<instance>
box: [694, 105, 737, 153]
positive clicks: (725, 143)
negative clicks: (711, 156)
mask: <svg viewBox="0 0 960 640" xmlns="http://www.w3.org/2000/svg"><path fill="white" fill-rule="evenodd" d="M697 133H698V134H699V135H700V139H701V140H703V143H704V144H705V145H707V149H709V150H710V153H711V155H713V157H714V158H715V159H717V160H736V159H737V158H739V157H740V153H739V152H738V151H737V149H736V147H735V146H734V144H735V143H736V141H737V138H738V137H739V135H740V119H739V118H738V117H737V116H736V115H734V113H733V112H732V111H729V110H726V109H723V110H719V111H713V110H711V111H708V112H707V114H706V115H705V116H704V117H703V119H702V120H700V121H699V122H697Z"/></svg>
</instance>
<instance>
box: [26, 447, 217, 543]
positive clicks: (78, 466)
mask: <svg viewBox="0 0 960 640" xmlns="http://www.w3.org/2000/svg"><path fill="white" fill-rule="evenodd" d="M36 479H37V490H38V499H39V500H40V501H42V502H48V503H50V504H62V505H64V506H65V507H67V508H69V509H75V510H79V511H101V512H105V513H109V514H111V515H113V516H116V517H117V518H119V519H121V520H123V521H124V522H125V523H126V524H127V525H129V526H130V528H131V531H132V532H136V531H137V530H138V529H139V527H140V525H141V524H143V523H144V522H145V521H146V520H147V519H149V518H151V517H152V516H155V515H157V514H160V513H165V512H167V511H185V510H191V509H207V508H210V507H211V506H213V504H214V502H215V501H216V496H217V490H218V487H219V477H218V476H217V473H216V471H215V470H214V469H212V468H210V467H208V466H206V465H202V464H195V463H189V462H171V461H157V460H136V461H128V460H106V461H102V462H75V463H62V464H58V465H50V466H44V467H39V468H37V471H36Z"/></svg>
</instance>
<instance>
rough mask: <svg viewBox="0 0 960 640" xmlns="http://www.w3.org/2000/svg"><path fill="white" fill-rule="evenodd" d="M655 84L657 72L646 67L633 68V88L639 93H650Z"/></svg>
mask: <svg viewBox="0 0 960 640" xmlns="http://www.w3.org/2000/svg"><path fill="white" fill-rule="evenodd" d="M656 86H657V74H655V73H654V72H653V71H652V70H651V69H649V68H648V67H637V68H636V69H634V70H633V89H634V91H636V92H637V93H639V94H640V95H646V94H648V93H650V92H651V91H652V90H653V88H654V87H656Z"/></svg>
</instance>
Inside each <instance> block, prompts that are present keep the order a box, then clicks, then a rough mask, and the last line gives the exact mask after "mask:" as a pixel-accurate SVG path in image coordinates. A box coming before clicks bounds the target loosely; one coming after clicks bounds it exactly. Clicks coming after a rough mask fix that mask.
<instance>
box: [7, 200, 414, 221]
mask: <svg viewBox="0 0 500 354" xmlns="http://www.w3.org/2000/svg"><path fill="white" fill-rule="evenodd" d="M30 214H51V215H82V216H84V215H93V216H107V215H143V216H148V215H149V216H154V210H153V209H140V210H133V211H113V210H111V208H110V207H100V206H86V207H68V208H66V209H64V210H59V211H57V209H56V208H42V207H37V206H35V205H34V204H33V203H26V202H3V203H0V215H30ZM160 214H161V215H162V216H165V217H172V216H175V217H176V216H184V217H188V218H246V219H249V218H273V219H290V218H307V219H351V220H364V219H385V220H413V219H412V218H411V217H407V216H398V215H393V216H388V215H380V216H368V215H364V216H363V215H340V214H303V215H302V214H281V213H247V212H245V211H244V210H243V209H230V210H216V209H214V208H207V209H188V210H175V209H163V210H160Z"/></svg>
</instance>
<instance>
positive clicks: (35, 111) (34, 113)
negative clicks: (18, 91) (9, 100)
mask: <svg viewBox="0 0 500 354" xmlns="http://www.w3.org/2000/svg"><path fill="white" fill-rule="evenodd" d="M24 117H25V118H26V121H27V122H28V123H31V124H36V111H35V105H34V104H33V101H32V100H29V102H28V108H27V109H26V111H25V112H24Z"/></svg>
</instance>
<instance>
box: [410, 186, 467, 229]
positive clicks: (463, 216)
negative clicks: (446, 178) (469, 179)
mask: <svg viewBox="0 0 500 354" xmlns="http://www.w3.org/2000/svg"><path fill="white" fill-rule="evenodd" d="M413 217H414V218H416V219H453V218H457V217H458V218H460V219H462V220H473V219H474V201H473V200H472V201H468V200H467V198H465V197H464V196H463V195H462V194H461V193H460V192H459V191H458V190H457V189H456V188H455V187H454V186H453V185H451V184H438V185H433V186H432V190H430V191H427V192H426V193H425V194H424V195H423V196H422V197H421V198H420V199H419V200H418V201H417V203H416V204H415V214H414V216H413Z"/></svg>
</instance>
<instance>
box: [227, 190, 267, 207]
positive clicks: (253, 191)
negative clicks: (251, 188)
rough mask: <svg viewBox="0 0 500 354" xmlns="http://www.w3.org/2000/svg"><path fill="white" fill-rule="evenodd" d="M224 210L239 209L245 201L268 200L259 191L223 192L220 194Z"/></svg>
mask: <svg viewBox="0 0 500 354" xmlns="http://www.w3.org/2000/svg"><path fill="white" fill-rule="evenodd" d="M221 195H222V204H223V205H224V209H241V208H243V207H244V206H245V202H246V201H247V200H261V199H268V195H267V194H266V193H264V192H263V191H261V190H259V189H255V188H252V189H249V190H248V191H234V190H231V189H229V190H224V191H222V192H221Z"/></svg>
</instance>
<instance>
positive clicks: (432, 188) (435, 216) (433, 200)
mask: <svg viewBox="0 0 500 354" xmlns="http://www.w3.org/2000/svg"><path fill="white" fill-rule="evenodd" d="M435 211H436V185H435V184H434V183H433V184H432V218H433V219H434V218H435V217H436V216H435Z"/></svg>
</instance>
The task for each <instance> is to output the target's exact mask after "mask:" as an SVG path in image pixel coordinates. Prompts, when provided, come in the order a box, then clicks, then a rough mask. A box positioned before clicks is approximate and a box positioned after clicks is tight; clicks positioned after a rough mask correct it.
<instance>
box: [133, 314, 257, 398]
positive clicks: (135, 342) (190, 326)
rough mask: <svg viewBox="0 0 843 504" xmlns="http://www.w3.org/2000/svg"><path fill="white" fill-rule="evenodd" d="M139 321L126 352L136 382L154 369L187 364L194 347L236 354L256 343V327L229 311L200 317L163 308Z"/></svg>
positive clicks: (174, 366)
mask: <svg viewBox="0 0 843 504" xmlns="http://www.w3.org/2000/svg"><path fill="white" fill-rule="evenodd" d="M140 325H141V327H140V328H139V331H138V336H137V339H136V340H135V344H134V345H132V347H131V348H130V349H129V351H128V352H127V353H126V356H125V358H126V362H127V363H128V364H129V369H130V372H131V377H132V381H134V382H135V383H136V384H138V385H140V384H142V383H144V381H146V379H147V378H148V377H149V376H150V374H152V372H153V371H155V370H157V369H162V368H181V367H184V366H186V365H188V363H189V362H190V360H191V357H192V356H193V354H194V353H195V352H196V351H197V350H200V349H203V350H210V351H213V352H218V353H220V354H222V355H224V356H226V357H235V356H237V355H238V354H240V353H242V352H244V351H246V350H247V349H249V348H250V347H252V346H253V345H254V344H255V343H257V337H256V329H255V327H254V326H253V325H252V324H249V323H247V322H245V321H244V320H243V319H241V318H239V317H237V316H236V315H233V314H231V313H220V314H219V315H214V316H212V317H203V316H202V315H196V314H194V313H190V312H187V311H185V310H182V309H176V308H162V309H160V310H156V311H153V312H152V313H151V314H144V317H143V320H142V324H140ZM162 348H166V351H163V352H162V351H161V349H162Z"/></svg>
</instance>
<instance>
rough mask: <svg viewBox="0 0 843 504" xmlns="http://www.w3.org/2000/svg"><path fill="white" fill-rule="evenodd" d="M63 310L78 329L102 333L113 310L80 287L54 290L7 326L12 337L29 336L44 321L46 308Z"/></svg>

§ **Exercise aim**
Which lines in the records above contain the string "positive", with letter case matching exactly? Extract each of those lines in full.

§ **Answer for this exercise**
positive clicks: (725, 143)
positive clicks: (78, 466)
positive clicks: (35, 111) (34, 113)
positive clicks: (463, 216)
positive clicks: (253, 191)
positive clicks: (432, 188) (435, 216) (433, 200)
positive clicks: (135, 342) (190, 326)
positive clicks: (174, 366)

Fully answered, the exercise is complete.